Weltnaturerbe Wattenmeer: Hamburg hat nun seine Serengeti
Hamburg will nun auch seinen Teil des Nordsee-Wattenmeeres von der Unesco anerkennen lassen. Aus Angst um den Hafen hatte die Stadt das bisher verweigert.
Der Nationalpark Hamburgisches Wattenmeer soll nun doch Unesco-Weltnaturerbe werden. Der schwarz-grüne Senat in Hamburg beschloss am Dienstag, seinen Nachbarn nachzueifern. Im Sommer vorigen Jahres hatte die Unesco die Wattenmeeranteile von Niedersachsen, Schleswig-Holstein und den Niederlanden als Weltnaturerbe akzeptiert - und damit in denselben Rang erhoben wie etwa die Galapagos-Inseln, die Serengeti oder den Grand Canyon. Das Wattenmeer dient rund zehn Millionen Wat- und Wasservögeln als Drehscheibe und Raststätte zwischen ihren arktischen Brutgebieten und ihren Überwinterungsplätzen in Südeuropa (siehe Kasten).

ANWEISUNGEN
a) Wie vielen Wat- und Wasservögeln dient das Wattenmeer laut dem Text zum Wattenmeer als Drehscheibe und Raststätte?
b) Gib bitte aus dem Text zum Wattenmeer wörtlich wieder, was von „Weltnaturerbe Wattenmeer: Hamburg“ bis hinunter zu „das bisher verweigert.“ steht.

BEREITGESTELLTES MATERIAL

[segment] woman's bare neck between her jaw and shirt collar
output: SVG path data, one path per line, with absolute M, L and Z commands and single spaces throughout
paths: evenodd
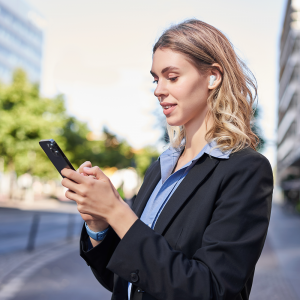
M 212 118 L 210 117 L 207 119 L 206 112 L 207 109 L 203 111 L 202 115 L 200 115 L 197 119 L 193 119 L 184 125 L 186 143 L 185 150 L 182 155 L 184 155 L 187 160 L 193 159 L 207 144 L 205 135 L 212 127 Z

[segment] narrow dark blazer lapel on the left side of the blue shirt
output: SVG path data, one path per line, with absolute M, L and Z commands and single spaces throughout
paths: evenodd
M 159 160 L 155 162 L 155 165 L 153 166 L 150 174 L 147 177 L 148 178 L 144 181 L 135 198 L 134 204 L 136 205 L 134 205 L 132 208 L 139 218 L 141 217 L 147 201 L 149 200 L 153 190 L 155 189 L 157 183 L 161 178 Z

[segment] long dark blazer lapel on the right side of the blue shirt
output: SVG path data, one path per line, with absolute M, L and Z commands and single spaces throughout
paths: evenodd
M 171 196 L 166 206 L 162 210 L 157 219 L 154 230 L 163 234 L 168 224 L 173 219 L 176 212 L 187 201 L 192 192 L 202 183 L 202 181 L 214 170 L 218 165 L 219 160 L 209 157 L 204 154 L 189 171 L 187 176 L 183 179 L 177 187 L 174 194 Z M 148 199 L 148 198 L 147 198 Z

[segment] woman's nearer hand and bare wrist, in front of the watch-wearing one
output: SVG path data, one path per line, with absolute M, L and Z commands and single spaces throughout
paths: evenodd
M 62 180 L 62 185 L 69 189 L 66 197 L 77 202 L 78 211 L 82 215 L 110 224 L 122 238 L 138 217 L 99 167 L 83 167 L 82 170 L 88 176 L 70 169 L 62 170 L 62 175 L 66 177 Z M 91 230 L 99 231 L 93 227 Z

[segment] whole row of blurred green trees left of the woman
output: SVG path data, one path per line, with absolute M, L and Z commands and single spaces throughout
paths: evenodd
M 16 70 L 10 85 L 0 85 L 0 157 L 6 171 L 18 175 L 57 178 L 58 173 L 39 146 L 42 139 L 54 139 L 75 168 L 86 160 L 99 167 L 136 166 L 143 175 L 155 150 L 134 153 L 124 140 L 104 128 L 101 139 L 91 138 L 86 123 L 69 116 L 62 95 L 43 98 L 39 86 L 31 84 L 22 70 Z

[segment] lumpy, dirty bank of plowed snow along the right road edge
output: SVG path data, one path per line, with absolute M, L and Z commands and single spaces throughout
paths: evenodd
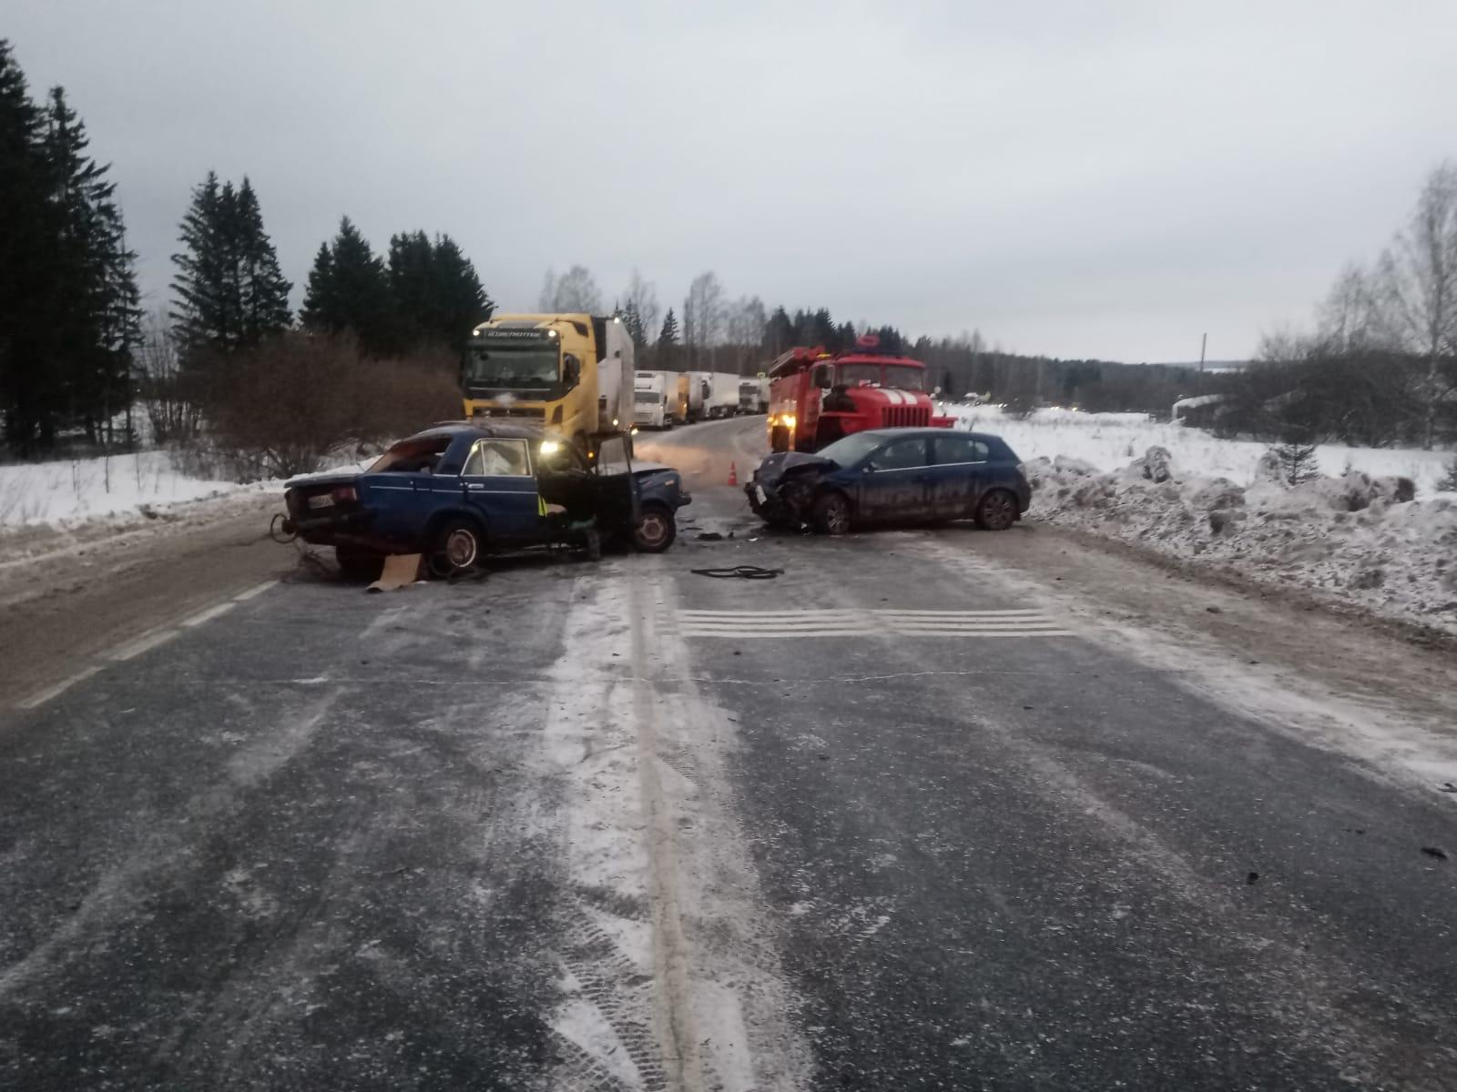
M 1030 515 L 1048 523 L 1457 633 L 1457 502 L 1416 501 L 1407 478 L 1352 472 L 1289 485 L 1268 453 L 1254 480 L 1238 485 L 1185 473 L 1163 447 L 1112 473 L 1061 456 L 1024 469 Z

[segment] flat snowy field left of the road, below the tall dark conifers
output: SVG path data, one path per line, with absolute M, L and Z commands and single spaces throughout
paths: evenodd
M 0 527 L 68 526 L 245 488 L 252 486 L 186 478 L 166 451 L 12 463 L 0 466 Z

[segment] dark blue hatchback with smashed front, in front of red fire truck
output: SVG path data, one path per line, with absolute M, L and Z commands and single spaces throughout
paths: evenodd
M 844 534 L 855 526 L 975 520 L 1007 530 L 1032 504 L 1001 437 L 949 428 L 874 428 L 819 450 L 779 451 L 745 486 L 768 524 Z

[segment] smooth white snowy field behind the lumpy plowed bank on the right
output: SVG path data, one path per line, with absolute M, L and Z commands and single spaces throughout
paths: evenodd
M 1218 440 L 1199 428 L 1151 421 L 1145 414 L 1080 414 L 1072 409 L 1039 409 L 1016 421 L 995 406 L 943 406 L 959 418 L 960 428 L 995 432 L 1023 459 L 1067 456 L 1091 463 L 1099 470 L 1116 470 L 1150 447 L 1163 447 L 1174 464 L 1205 478 L 1228 478 L 1240 485 L 1254 480 L 1254 467 L 1269 444 Z M 1391 447 L 1342 447 L 1324 444 L 1316 450 L 1320 472 L 1332 478 L 1359 470 L 1372 478 L 1399 475 L 1416 483 L 1416 495 L 1431 496 L 1453 451 L 1421 451 Z

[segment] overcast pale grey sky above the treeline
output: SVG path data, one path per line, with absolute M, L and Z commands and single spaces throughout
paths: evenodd
M 296 298 L 347 213 L 449 232 L 504 307 L 548 266 L 680 306 L 826 306 L 1008 349 L 1244 357 L 1457 157 L 1457 3 L 19 0 L 165 303 L 208 169 Z

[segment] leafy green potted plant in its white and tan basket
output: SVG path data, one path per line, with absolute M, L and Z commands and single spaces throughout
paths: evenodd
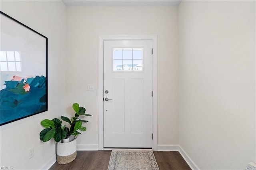
M 86 114 L 86 109 L 79 107 L 78 103 L 74 103 L 72 107 L 75 111 L 74 117 L 71 119 L 64 116 L 60 117 L 63 121 L 69 123 L 70 128 L 66 127 L 66 125 L 62 126 L 62 121 L 57 118 L 52 120 L 44 119 L 41 121 L 41 125 L 45 127 L 45 129 L 40 132 L 40 140 L 47 142 L 51 138 L 54 138 L 57 142 L 56 153 L 57 162 L 59 164 L 67 164 L 76 158 L 76 137 L 78 134 L 81 134 L 78 130 L 86 131 L 86 127 L 82 127 L 82 123 L 88 122 L 78 117 L 81 115 L 91 116 Z M 73 138 L 71 138 L 71 136 L 73 136 Z

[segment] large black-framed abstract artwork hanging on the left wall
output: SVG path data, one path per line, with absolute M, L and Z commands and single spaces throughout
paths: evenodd
M 47 111 L 47 45 L 0 11 L 0 125 Z

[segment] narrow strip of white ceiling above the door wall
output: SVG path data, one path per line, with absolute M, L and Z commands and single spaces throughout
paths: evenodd
M 179 6 L 181 0 L 62 0 L 66 6 Z

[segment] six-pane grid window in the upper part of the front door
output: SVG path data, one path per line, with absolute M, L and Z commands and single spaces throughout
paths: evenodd
M 143 71 L 142 48 L 114 48 L 113 71 Z

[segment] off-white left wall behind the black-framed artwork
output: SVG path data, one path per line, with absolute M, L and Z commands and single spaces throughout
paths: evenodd
M 66 7 L 61 1 L 2 1 L 1 11 L 48 38 L 48 111 L 2 125 L 0 166 L 42 169 L 55 159 L 55 143 L 42 142 L 43 119 L 65 112 Z M 34 146 L 34 157 L 28 150 Z

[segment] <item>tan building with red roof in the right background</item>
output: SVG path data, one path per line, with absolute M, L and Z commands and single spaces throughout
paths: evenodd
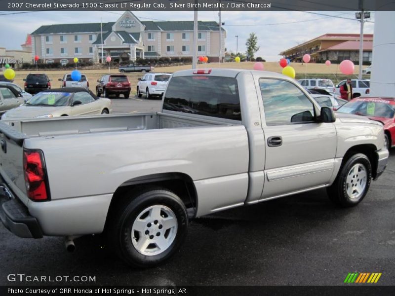
M 311 63 L 340 63 L 343 60 L 359 60 L 359 34 L 324 34 L 280 53 L 292 62 L 302 62 L 303 55 L 310 54 Z M 373 34 L 363 35 L 363 64 L 371 64 Z

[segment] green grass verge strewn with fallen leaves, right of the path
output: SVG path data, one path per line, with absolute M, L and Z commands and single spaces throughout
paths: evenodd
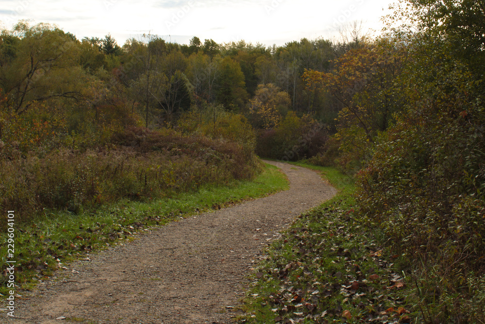
M 411 323 L 409 284 L 354 213 L 353 180 L 321 171 L 339 194 L 302 214 L 261 257 L 242 323 Z M 389 261 L 390 260 L 390 261 Z

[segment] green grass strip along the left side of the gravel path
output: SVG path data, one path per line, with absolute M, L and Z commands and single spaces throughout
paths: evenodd
M 137 231 L 148 226 L 163 225 L 288 188 L 286 176 L 266 164 L 253 181 L 203 187 L 198 192 L 182 193 L 169 199 L 148 203 L 123 200 L 80 215 L 46 211 L 34 222 L 15 225 L 16 285 L 30 290 L 38 280 L 51 275 L 65 262 L 87 252 L 102 250 L 119 240 L 133 239 Z M 2 233 L 0 239 L 6 242 L 6 233 Z M 6 254 L 7 245 L 3 244 L 0 249 L 3 264 Z M 0 293 L 7 295 L 10 289 L 6 288 L 6 279 L 3 280 Z

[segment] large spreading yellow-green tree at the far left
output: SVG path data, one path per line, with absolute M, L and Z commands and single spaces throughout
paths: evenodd
M 0 87 L 22 113 L 35 101 L 81 98 L 79 42 L 48 24 L 19 22 L 1 34 Z

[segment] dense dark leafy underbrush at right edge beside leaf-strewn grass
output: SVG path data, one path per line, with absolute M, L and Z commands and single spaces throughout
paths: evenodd
M 397 123 L 356 176 L 359 215 L 406 260 L 420 323 L 485 323 L 483 108 L 471 111 Z

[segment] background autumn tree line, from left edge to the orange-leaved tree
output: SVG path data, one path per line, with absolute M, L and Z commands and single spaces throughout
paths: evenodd
M 197 37 L 180 45 L 144 34 L 119 46 L 111 35 L 78 40 L 49 24 L 20 21 L 2 31 L 0 87 L 6 114 L 41 111 L 49 130 L 82 140 L 135 124 L 177 128 L 194 109 L 242 114 L 256 129 L 274 129 L 289 111 L 334 124 L 338 101 L 308 89 L 302 76 L 329 71 L 355 45 L 304 38 L 265 47 Z M 20 137 L 25 149 L 40 140 Z

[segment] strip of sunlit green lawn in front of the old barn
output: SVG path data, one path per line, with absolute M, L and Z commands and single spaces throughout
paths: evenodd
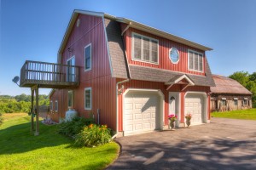
M 256 109 L 247 109 L 241 111 L 224 111 L 224 112 L 212 112 L 213 117 L 224 117 L 231 119 L 247 119 L 256 120 Z

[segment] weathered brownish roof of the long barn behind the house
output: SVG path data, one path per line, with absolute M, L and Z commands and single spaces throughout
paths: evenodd
M 252 94 L 239 82 L 229 77 L 212 75 L 216 87 L 212 87 L 212 94 Z

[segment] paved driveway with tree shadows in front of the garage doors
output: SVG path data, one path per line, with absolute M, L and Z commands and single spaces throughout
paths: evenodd
M 107 169 L 256 169 L 256 121 L 212 118 L 209 124 L 116 139 Z

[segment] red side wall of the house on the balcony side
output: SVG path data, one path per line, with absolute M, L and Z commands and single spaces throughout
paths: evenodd
M 97 121 L 97 109 L 100 109 L 100 123 L 115 129 L 115 79 L 111 77 L 108 61 L 108 49 L 101 17 L 79 14 L 80 26 L 73 26 L 67 45 L 63 51 L 61 63 L 75 56 L 75 65 L 80 66 L 79 88 L 73 89 L 73 108 L 79 116 L 89 117 L 92 112 Z M 84 71 L 84 47 L 91 43 L 91 71 Z M 72 49 L 71 52 L 67 48 Z M 92 110 L 84 110 L 84 88 L 92 90 Z M 56 90 L 51 99 L 58 99 L 60 111 L 54 120 L 64 117 L 67 111 L 67 90 Z

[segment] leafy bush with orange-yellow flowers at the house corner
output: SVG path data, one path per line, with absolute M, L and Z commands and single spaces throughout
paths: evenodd
M 81 133 L 75 136 L 75 145 L 78 146 L 97 146 L 107 144 L 111 141 L 110 129 L 107 125 L 90 124 L 84 127 Z

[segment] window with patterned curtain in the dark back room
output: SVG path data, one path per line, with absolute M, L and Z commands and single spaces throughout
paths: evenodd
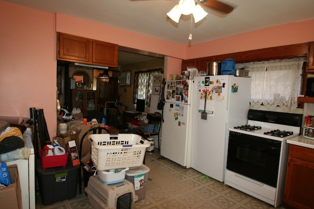
M 149 102 L 149 97 L 153 89 L 153 76 L 160 73 L 163 73 L 162 68 L 134 73 L 133 104 L 136 104 L 136 99 Z

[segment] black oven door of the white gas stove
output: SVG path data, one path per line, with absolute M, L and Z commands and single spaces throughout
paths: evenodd
M 276 187 L 281 141 L 229 132 L 227 169 Z

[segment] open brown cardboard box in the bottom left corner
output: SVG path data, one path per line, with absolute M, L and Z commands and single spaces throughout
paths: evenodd
M 22 193 L 18 166 L 7 166 L 10 174 L 11 185 L 0 188 L 1 209 L 22 209 Z

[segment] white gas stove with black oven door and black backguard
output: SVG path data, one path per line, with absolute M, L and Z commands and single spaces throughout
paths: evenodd
M 248 123 L 229 128 L 225 184 L 277 207 L 282 203 L 286 140 L 299 135 L 301 114 L 252 110 Z

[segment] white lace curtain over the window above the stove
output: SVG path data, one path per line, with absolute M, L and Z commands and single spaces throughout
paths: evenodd
M 263 104 L 270 110 L 280 106 L 291 111 L 298 106 L 303 62 L 303 59 L 250 62 L 236 64 L 235 68 L 249 70 L 253 107 Z

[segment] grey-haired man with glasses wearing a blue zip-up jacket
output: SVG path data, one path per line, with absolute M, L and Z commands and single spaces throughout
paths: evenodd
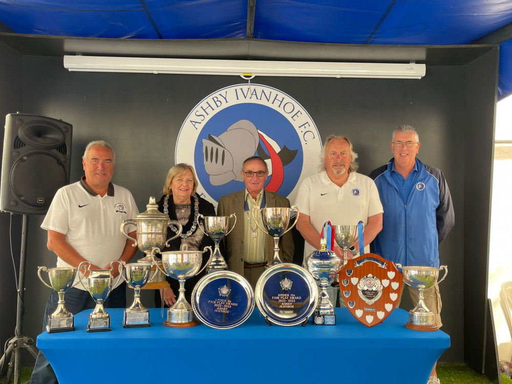
M 382 231 L 373 241 L 374 252 L 403 266 L 439 267 L 439 244 L 453 228 L 450 189 L 440 169 L 416 158 L 419 136 L 411 125 L 393 131 L 393 159 L 370 174 L 384 209 Z M 418 290 L 409 287 L 414 305 Z M 441 327 L 439 288 L 424 291 L 425 305 Z M 427 384 L 439 383 L 436 366 Z

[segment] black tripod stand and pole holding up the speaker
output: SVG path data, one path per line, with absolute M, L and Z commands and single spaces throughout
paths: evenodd
M 25 293 L 25 259 L 27 250 L 27 227 L 28 227 L 28 216 L 23 215 L 22 223 L 22 247 L 19 254 L 19 275 L 18 275 L 18 306 L 16 310 L 16 329 L 14 330 L 14 337 L 9 341 L 9 346 L 4 352 L 2 358 L 0 358 L 0 376 L 6 371 L 7 365 L 7 377 L 6 382 L 10 382 L 12 373 L 14 372 L 14 384 L 20 384 L 20 372 L 22 370 L 22 356 L 21 349 L 26 348 L 32 354 L 37 357 L 39 350 L 34 346 L 34 340 L 30 337 L 23 336 L 23 315 L 25 308 L 23 306 L 23 297 Z

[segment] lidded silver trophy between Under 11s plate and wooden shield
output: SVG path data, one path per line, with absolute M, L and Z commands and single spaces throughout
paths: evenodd
M 320 239 L 320 249 L 306 257 L 306 266 L 320 288 L 318 306 L 313 314 L 313 324 L 316 325 L 336 325 L 336 315 L 329 300 L 327 287 L 331 285 L 339 270 L 347 264 L 338 258 L 334 251 L 328 250 L 326 243 L 325 238 Z

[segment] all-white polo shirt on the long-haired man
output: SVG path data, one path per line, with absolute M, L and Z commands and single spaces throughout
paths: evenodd
M 333 225 L 366 225 L 368 217 L 383 212 L 377 187 L 372 179 L 351 172 L 345 184 L 338 187 L 327 172 L 310 176 L 298 188 L 295 204 L 301 214 L 308 215 L 311 225 L 320 233 L 326 221 Z M 308 242 L 304 245 L 304 258 L 316 250 Z M 365 253 L 370 246 L 365 247 Z

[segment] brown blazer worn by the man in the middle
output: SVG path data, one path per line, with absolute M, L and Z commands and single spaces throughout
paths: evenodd
M 266 207 L 290 207 L 290 201 L 273 192 L 265 190 Z M 244 205 L 245 189 L 223 196 L 217 206 L 218 216 L 237 215 L 237 224 L 224 238 L 226 246 L 226 262 L 228 269 L 244 275 Z M 293 262 L 293 235 L 292 231 L 285 233 L 279 240 L 279 257 L 286 263 Z M 267 235 L 267 262 L 271 262 L 274 255 L 274 240 Z

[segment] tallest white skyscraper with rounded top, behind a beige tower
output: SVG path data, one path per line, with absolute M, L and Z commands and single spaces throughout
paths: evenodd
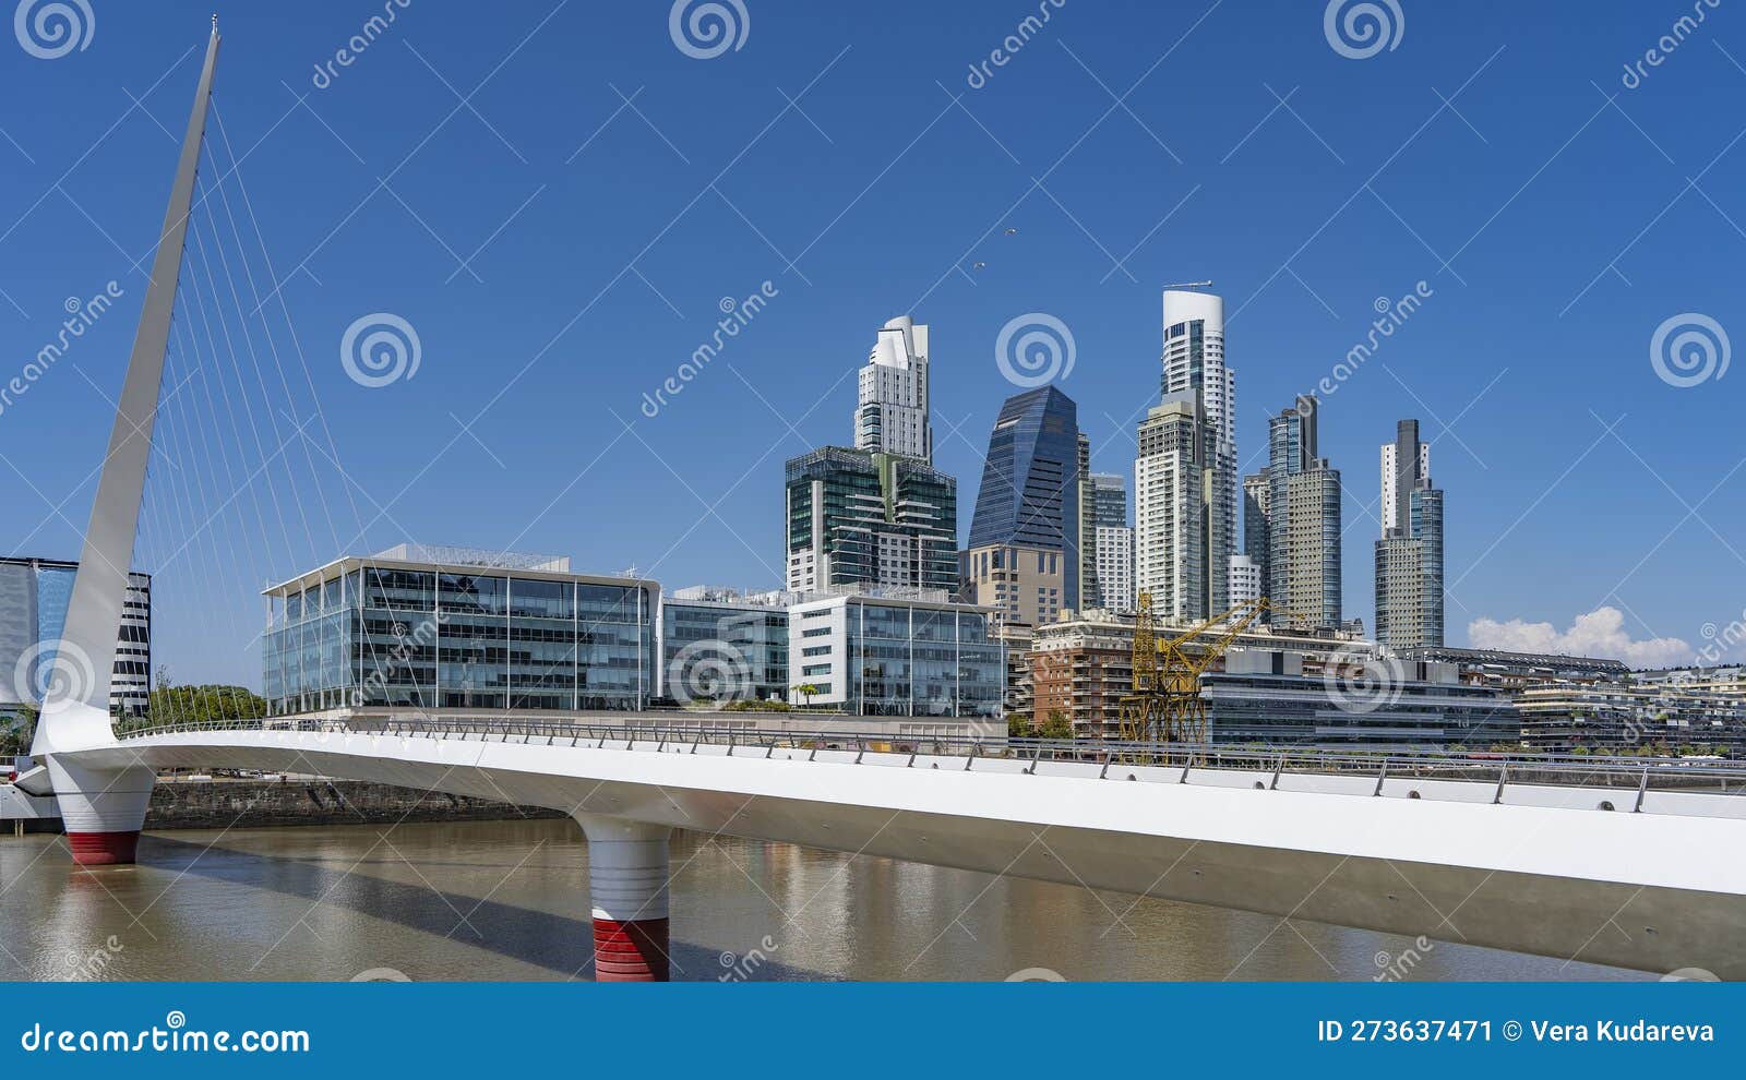
M 1224 363 L 1224 298 L 1165 290 L 1163 314 L 1163 394 L 1189 393 L 1200 408 L 1206 595 L 1198 605 L 1217 614 L 1229 607 L 1227 567 L 1236 551 L 1236 380 Z

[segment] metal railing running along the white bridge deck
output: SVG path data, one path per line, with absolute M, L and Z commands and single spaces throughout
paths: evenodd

DEINE ANTWORTEN
a) Rund zehn Millionen.

b)
Weltnaturerbe Wattenmeer: Hamburg hat nun seine Serengeti
Hamburg will nun auch seinen Teil des Nordsee-Wattenmeeres von der Unesco anerkennen lassen. Aus Angst um den Hafen hatte die Stadt das bisher verweigert.